(Exercise): Rewrite all the entries below as a two-column CSV headed request and answer. Give one row per entry, with its text and its answer each in a single quoted field and line breaks replaced by spaces.

(Records for the exercise):
══════════════════════════════
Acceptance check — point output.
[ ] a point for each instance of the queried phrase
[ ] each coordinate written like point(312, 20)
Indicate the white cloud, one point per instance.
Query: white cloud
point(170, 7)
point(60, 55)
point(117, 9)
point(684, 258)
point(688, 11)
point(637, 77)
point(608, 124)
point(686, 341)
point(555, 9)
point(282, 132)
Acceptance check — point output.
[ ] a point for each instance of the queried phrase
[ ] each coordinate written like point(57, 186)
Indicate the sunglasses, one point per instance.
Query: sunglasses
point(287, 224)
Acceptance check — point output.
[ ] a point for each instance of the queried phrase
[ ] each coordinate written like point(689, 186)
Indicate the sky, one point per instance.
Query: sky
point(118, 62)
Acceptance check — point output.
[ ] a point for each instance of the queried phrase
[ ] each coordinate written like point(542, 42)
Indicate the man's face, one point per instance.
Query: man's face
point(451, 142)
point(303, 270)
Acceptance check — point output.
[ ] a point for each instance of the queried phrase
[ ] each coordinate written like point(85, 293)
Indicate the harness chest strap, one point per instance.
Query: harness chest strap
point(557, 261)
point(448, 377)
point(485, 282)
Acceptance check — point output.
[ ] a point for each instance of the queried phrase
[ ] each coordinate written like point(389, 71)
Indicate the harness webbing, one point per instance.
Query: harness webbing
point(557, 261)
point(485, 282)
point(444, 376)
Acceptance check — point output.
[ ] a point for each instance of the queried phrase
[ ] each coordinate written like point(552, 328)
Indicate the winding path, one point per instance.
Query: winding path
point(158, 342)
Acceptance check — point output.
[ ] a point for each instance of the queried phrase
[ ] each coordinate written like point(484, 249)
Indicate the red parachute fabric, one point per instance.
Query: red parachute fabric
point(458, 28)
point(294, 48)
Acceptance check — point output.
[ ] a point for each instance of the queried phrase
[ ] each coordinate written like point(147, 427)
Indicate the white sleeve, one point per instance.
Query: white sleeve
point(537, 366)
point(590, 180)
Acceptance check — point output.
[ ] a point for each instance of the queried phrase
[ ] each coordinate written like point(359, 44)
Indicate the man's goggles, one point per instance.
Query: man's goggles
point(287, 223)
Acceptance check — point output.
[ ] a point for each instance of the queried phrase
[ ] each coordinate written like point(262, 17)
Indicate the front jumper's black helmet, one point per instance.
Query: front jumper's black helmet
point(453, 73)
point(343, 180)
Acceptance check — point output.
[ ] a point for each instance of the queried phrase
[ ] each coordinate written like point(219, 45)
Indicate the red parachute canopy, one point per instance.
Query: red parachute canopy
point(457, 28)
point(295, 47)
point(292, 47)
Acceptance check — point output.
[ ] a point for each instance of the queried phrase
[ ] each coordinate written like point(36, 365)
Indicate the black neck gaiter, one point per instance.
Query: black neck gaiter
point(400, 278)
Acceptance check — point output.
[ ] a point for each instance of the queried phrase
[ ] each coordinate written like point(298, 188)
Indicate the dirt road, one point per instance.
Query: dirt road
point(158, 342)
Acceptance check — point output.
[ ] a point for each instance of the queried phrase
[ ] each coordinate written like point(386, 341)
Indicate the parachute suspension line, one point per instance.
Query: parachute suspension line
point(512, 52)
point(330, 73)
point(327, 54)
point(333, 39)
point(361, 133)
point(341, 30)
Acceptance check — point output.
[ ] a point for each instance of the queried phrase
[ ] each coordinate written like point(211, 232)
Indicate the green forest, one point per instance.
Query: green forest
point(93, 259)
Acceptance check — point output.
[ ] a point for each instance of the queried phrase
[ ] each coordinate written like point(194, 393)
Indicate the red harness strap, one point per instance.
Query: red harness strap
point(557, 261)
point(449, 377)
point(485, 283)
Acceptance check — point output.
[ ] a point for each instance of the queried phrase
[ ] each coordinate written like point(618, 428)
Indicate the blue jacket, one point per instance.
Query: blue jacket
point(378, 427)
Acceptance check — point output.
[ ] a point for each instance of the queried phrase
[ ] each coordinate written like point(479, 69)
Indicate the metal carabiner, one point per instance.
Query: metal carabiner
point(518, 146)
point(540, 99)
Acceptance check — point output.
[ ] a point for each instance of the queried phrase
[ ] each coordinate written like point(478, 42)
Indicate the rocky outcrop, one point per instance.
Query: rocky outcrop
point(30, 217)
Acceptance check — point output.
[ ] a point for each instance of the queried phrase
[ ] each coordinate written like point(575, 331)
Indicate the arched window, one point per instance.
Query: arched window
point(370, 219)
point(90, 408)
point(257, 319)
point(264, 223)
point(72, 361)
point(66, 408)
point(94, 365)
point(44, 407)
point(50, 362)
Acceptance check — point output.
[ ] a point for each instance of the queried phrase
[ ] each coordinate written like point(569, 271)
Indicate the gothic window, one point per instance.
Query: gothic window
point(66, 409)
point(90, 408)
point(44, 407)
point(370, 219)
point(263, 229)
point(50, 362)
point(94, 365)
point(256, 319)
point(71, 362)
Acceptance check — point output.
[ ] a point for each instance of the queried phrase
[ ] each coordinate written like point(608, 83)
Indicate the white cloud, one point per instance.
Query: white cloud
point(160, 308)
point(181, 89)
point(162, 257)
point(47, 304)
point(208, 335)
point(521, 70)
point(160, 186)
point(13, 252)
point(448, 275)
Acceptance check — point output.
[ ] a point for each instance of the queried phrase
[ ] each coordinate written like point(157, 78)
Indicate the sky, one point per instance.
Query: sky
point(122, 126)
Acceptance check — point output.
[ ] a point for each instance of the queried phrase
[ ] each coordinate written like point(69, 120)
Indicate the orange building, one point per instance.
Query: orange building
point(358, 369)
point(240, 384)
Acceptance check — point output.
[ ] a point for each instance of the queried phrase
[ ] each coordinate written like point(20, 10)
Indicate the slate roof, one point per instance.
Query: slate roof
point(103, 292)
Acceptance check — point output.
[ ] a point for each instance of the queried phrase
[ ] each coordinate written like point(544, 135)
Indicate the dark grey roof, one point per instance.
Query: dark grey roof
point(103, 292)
══════════════════════════════
(Answer to this problem):
request,answer
"Acceptance check — point output. [ ] a point for each instance of the queried phrase [ ] each coordinate written like point(312, 20) Indicate the white cloud, one point per instance. Query: white cloud","point(170, 7) point(60, 55) point(117, 9) point(684, 258) point(688, 11) point(637, 77) point(608, 124) point(686, 341) point(555, 9) point(282, 132)"
"Acceptance check — point output. [ ] a point for each instance of the queried phrase [ ] each coordinate written like point(57, 186) Indicate the sunglasses, one point per instance. Query: sunglasses","point(287, 224)"
"Acceptance check — point output. [ ] a point for each instance of the queried phrase [ ] each coordinate written like point(689, 186) Indicate the sky, one point per instance. Query: sky","point(118, 62)"
"Acceptance check — point output. [ ] a point for each instance of the queried phrase [ ] each coordinate written like point(542, 42) Indicate the man's face, one point per instance. Query: man's face","point(451, 142) point(303, 270)"
"Acceptance check — point output. [ ] a point for each instance of the queried phrase [ ] each coordinate written like point(85, 293) Indicate the harness chest strap, one point per instance. Query: harness chest strap","point(557, 261) point(448, 377) point(485, 282)"
"Acceptance check — point output. [ ] a point for each instance of the queried phrase [ ] each coordinate written like point(389, 71) Indicate the harness webbing, one point per instance. Query: harness webbing","point(557, 261) point(485, 282) point(444, 376)"
"Acceptance check — point output. [ ] a point for each instance of the queried phrase [ ] each coordinate written like point(552, 328) Indicate the winding path, one point per instance. Query: winding path","point(158, 342)"
"Acceptance check — point output. [ ] a point for each instance of the queried phrase [ ] each coordinate written like point(484, 249) Indicate the red parachute fabric, one point per instance. Query: red parachute fabric","point(458, 28) point(294, 48)"
"Acceptance check — point output. [ ] a point for each instance of the queried phrase [ ] each coordinate written like point(147, 427) Indicate the white sleeve, one point per instance. Query: white sleeve","point(537, 366) point(590, 180)"
"Acceptance check — point output. [ ] a point for each instance of the queried phrase [ ] each coordinate written like point(359, 44) Indicate the man's goggles, one point per instance. Query: man's goggles","point(287, 223)"
"Acceptance check — point output. [ ] a point for each instance of the queried phrase [ ] each coordinate written like point(262, 17) Indicate the front jumper's black helmet, one point per instance. Query: front jumper's black helmet","point(453, 73) point(343, 180)"
"Acceptance check — point output. [ ] a point for each instance of the queried phrase [ ] each coordinate written like point(219, 45) Indicate the red parachute canopy, one point per instance. Query: red parachute canopy","point(457, 28) point(295, 47) point(292, 47)"
"Acceptance check — point output. [ ] a point for each instance of the queried phrase [ ] each coordinate written like point(36, 365) Indicate the black neck gaiter, one point per instance. Query: black neck gaiter","point(400, 278)"
"Acceptance check — point output. [ ] a point for each instance of the queried phrase [ ] each coordinate written like point(298, 188) Indicate the dirt road, one point per instance. Query: dirt road","point(158, 342)"
"Acceptance check — point output. [ ] a point for each instance of the queried phrase [ ] each coordinate written like point(386, 341) Indicate the parachute suspension line, one point per instance. Query: parachute suspension line","point(512, 52) point(330, 73) point(327, 54) point(333, 39) point(361, 133) point(341, 30)"
"Acceptance check — point output. [ ] a point for each instance of the queried phrase [ ] each coordinate written like point(211, 232) Indicate the green forest, one point per instance. Query: green forest","point(93, 259)"
"Acceptance check — point output. [ ] a point for each instance of the queried phrase [ ] each coordinate written like point(194, 393) Indicate the red harness strap, one point per instance. Query: red harness strap","point(557, 261) point(449, 377) point(485, 283)"
"Acceptance check — point output. [ ] a point for each instance of the queried phrase [ ] each coordinate written like point(618, 428) Indicate the blue jacket, one point per instance. Query: blue jacket","point(378, 427)"
"Acceptance check — point output. [ ] a point for each instance of the queried phrase [ ] each coordinate written like point(479, 69) Indicate the metal carabiner, one point per instance. Query: metal carabiner","point(518, 146) point(540, 99)"
"Acceptance check — point output. [ ] a point for each instance of the queried phrase [ ] each coordinate written like point(478, 42) Indicate the rocky outcrop, one point per instance. Query: rocky outcrop","point(30, 217)"
"Acceptance check — point output. [ ] a point for each instance of the queried phrase [ ] each coordinate written like point(575, 331) Indicate the arched window, one point per instance. Query: arched window","point(370, 219) point(90, 408) point(257, 319) point(264, 223) point(72, 361) point(66, 408) point(94, 365) point(44, 407) point(50, 362)"
"Acceptance check — point output. [ ] a point for each instance of the queried phrase [ ] each coordinate written like point(569, 271) Indicate the gothic window, one point per instance. Query: gothic window","point(66, 409) point(90, 408) point(44, 407) point(370, 219) point(263, 229) point(50, 362) point(94, 365) point(256, 319) point(71, 362)"
"Acceptance check — point output. [ ] a point for each instance of the queried phrase [ ] each coordinate written like point(608, 83) Indicate the white cloud, one point per instance. Query: white cloud","point(160, 308) point(181, 89) point(162, 257) point(47, 304) point(208, 335) point(521, 70) point(160, 186) point(13, 252) point(448, 275)"
"Acceptance check — point output. [ ] a point for each instance of the queried phrase [ ] each coordinate written like point(157, 78) Indicate the sky, one point per instance. Query: sky","point(122, 126)"
"Acceptance check — point output. [ ] a point for each instance of the queried phrase [ ] each coordinate written like point(69, 120) Indicate the orange building, one point per instance. Query: orange building","point(358, 369) point(240, 384)"
"Acceptance check — point output. [ ] a point for each instance of the queried phrase [ ] each coordinate written like point(20, 10) Indicate the slate roof, one point per instance. Query: slate roof","point(103, 292)"
"Acceptance check — point output. [ ] a point for each instance of the queried phrase [ ] each coordinate written like point(544, 135) Indicate the dark grey roof, one point per instance. Query: dark grey roof","point(103, 292)"